Synopsis                                                                                                    

Consultant Patrick Jane (Baker) is busy interrogating a prison guard about Lorelei Martins’ disappearance when Lisbon (Tunney) calls him at a crime scene, a security guard has been killed. Jane soon discovers that the case is more complicated than they first thought: a couple in the neighborhood has been kidnapped and a ransom is 3demanded to the husband’s brother, Isaac Goodwin (Neil Hopkins). Jane starts then to tease the truth out of him until he realizes that the kidnapper may have made taken the wrong couple, his brother’s best friends who were house sitting, Gary (Michael Petrone) and Sloan (Anne Dudek) Dietz.

Concise Verdict

‘Cherry Picked’ is a funny and entertaining episode, with an original type of case and Jane in top form. Without being a flat filler episode, it serves more as a stage for more crucial developments. It has the advantage of giving us some answers that we were expecting since the beginning of the season. Nevertheless, it ends on a rather frustrating note, since it opens more questions than it actually resolves and seems to take a step back in the trust department. Still, it’s a great addition to a thus far stellar season. 9/10

Detailed AKA Humungous Review (Spoilers Galore)

• **REQUIRED TASK A**:
In the episode review, what score is given to "Cherry Picked"?

• **DATA TO USE**:
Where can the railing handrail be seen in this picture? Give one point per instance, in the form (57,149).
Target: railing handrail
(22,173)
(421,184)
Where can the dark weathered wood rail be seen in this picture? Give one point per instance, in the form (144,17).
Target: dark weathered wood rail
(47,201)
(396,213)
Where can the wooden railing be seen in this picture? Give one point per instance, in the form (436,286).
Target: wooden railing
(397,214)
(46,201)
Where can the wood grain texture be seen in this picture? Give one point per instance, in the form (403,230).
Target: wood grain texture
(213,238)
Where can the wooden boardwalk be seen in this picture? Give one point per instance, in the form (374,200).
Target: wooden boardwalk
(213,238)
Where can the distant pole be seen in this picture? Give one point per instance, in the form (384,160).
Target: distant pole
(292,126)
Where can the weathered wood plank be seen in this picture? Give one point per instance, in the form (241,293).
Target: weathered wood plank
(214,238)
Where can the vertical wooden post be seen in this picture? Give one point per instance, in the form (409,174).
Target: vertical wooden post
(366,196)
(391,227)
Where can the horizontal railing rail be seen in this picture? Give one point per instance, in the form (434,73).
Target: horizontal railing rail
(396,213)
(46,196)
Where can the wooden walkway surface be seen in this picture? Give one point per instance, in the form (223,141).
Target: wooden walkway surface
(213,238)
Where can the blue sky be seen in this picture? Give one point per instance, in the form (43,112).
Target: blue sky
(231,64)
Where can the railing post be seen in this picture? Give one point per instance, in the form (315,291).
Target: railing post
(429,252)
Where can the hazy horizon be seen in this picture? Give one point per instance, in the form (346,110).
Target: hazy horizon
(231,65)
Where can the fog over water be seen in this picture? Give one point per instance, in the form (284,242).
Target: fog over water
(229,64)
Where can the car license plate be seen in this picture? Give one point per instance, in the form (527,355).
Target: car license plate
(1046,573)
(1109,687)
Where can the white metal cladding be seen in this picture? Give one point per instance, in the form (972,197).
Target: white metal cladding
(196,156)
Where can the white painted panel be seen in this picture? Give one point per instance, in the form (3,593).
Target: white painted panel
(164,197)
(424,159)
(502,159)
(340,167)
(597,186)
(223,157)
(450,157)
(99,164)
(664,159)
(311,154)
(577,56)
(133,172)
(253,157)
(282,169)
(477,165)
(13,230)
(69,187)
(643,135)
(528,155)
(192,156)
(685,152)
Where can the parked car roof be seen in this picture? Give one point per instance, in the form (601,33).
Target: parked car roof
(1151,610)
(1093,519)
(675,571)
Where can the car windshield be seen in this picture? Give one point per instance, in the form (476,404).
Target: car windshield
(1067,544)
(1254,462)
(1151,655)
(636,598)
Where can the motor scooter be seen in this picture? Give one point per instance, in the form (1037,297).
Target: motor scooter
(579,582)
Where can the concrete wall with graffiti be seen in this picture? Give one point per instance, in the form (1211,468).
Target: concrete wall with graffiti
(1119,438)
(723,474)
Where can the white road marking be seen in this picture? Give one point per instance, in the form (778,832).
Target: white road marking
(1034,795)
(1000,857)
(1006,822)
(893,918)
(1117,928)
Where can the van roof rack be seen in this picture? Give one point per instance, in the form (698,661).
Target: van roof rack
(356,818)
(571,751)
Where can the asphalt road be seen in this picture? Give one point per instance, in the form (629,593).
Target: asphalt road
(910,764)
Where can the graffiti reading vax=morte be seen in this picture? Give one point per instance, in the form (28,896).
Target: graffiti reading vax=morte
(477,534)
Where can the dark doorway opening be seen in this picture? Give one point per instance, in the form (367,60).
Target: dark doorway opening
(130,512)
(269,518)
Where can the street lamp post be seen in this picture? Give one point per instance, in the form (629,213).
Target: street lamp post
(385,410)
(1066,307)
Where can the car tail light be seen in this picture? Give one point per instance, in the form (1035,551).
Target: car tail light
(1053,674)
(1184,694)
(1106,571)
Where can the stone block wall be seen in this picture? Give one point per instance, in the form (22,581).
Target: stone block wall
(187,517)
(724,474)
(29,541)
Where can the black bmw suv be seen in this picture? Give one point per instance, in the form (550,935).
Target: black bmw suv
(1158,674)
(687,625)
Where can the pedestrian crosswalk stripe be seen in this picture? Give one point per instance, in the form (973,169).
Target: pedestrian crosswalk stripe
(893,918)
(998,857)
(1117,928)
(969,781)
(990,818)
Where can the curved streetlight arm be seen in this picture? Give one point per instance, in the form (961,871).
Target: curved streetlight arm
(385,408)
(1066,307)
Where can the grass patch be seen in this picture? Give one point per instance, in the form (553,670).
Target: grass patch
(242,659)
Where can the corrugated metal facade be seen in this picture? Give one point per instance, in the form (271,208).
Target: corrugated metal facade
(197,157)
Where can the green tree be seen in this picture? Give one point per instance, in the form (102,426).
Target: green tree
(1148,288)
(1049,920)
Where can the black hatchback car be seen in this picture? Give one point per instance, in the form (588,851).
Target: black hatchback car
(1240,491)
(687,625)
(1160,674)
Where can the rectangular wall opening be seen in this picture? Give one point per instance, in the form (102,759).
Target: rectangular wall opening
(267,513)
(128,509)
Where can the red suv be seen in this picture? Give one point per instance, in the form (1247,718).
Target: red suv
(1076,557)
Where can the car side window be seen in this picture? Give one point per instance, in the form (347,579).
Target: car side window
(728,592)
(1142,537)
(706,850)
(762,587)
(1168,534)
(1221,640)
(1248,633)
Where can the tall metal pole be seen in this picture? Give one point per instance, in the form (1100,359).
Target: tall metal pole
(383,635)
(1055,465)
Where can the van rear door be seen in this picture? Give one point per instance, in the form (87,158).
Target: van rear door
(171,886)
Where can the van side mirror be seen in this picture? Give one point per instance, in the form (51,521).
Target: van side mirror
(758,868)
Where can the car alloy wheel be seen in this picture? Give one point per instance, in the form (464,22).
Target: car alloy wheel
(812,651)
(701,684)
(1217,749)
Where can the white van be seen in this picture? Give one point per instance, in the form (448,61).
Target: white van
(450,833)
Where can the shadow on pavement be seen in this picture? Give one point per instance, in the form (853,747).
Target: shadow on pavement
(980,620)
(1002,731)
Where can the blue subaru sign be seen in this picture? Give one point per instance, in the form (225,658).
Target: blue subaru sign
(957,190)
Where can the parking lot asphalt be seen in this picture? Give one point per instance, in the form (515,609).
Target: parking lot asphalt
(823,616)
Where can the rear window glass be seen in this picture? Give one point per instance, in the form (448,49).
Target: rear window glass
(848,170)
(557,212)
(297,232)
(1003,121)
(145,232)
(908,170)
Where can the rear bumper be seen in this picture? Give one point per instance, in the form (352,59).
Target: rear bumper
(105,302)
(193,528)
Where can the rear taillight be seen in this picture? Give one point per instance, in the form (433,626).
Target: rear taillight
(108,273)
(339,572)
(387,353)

• **REQUIRED TASK B**:
Collect every line of the records that contains the word "horizontal".

• **FULL ANSWER A**:
9/10

• **FULL ANSWER B**:
Where can the horizontal railing rail be seen in this picture? Give one point per instance, in the form (434,73).
Target: horizontal railing rail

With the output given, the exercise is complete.